Records supplied

⟨

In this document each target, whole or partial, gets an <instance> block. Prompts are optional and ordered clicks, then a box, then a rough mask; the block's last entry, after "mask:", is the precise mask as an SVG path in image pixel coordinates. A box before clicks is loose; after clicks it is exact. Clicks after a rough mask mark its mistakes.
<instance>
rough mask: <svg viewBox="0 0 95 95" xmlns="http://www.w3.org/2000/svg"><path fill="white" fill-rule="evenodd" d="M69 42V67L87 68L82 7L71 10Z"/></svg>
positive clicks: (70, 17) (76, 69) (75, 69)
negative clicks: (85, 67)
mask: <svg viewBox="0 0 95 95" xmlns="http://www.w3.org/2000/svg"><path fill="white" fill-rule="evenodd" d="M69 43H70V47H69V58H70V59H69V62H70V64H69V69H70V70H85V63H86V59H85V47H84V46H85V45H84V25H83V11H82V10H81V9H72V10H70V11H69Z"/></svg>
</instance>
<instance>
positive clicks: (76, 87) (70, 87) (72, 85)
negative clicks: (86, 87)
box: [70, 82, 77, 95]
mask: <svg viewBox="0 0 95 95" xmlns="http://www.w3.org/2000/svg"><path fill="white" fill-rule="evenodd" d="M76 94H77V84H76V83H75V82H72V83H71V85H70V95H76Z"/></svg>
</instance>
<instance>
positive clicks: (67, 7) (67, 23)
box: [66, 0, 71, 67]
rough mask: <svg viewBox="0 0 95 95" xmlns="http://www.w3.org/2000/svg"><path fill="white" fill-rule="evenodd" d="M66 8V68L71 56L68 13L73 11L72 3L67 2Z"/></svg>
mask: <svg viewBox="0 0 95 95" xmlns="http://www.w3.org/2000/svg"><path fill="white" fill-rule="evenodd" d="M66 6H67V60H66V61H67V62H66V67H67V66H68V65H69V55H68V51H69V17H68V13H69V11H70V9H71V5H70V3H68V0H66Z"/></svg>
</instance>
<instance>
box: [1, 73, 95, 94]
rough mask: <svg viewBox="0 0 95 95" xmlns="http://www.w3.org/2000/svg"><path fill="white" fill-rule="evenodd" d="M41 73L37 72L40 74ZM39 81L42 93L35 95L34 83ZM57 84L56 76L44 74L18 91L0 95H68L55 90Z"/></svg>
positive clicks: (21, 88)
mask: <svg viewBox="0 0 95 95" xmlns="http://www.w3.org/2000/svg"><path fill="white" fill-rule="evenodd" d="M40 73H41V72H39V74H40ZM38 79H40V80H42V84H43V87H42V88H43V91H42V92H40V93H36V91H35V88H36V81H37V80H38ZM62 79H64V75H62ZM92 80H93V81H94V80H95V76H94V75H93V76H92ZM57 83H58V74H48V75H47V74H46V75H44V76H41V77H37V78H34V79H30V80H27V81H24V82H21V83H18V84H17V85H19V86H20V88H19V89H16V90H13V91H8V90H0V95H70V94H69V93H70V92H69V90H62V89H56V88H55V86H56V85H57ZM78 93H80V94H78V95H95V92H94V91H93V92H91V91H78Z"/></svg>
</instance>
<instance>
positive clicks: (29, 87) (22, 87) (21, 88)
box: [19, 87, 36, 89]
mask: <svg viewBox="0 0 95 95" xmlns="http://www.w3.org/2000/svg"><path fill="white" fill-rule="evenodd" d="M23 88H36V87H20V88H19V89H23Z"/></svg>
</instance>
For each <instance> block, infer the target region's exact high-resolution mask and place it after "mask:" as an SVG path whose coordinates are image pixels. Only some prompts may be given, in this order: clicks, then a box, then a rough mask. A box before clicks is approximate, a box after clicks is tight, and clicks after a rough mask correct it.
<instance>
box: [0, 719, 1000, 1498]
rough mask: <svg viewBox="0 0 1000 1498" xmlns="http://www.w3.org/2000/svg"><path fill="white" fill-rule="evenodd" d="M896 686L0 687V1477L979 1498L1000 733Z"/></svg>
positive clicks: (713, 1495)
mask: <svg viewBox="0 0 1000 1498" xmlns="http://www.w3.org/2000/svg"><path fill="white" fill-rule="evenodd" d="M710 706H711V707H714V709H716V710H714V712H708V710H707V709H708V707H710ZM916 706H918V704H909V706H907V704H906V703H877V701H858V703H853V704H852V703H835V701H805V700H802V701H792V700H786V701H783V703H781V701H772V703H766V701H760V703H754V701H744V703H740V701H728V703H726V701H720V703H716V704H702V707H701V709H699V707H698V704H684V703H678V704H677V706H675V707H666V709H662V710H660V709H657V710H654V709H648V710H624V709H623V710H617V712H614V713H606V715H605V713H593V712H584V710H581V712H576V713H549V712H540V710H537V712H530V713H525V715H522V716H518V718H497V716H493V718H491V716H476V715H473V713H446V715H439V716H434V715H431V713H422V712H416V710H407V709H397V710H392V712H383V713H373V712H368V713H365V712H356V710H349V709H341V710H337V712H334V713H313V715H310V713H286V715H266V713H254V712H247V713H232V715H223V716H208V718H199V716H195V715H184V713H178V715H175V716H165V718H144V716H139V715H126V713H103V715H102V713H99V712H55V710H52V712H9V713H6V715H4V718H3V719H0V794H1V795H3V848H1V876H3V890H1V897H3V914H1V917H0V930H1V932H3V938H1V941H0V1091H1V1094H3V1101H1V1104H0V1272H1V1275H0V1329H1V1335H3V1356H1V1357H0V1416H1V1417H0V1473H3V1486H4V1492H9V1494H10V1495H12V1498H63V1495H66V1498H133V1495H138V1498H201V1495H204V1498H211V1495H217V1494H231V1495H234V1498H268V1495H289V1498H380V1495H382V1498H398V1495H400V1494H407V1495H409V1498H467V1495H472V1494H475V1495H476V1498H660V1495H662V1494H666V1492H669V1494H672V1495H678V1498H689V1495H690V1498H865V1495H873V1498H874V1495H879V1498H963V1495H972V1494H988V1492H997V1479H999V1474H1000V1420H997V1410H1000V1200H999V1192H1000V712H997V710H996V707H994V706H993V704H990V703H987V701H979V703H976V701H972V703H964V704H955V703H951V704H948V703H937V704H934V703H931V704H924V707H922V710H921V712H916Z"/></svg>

⟩

Prompt
Extract each line of the data that contains the string "image".

Answer box
In this document each target, whole or partial, gets an <instance> block. Prompts are optional and ordered clicks, then a box, then a rough mask; the block's last entry, after "mask:", is the precise mask as an SVG path in image pixel coordinates. A box before clicks is loose; after clicks it is exact. Clicks after a rough mask mark its mistakes.
For each <instance> block, infer the target region's exact high-resolution mask and place it after "mask:" as an SVG path whose coordinates are image pixels. Only some prompts may be given, in this order: clicks, then a box, then a rough mask. A box before clicks is approximate, a box after clicks is tight, and clicks after a rough mask correct it.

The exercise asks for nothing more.